__About this task__:
A word-for-word copy of the records is needed, with every picture left out.

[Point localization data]

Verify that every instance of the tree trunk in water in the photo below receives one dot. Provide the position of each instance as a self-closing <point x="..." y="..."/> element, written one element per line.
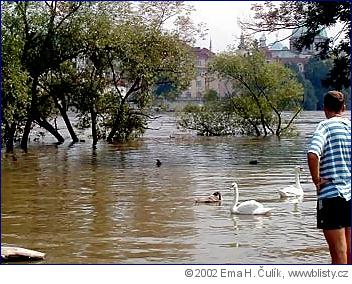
<point x="9" y="135"/>
<point x="47" y="126"/>
<point x="66" y="120"/>
<point x="31" y="112"/>
<point x="113" y="130"/>
<point x="94" y="126"/>
<point x="25" y="136"/>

__Solution for this exercise__:
Verify that every instance of the tree trunk in water in the photo below receives one dot. Provide the position of each instance as a self-closing <point x="..." y="..."/> element, written one element per line.
<point x="9" y="135"/>
<point x="47" y="126"/>
<point x="66" y="120"/>
<point x="31" y="112"/>
<point x="113" y="130"/>
<point x="94" y="126"/>
<point x="25" y="136"/>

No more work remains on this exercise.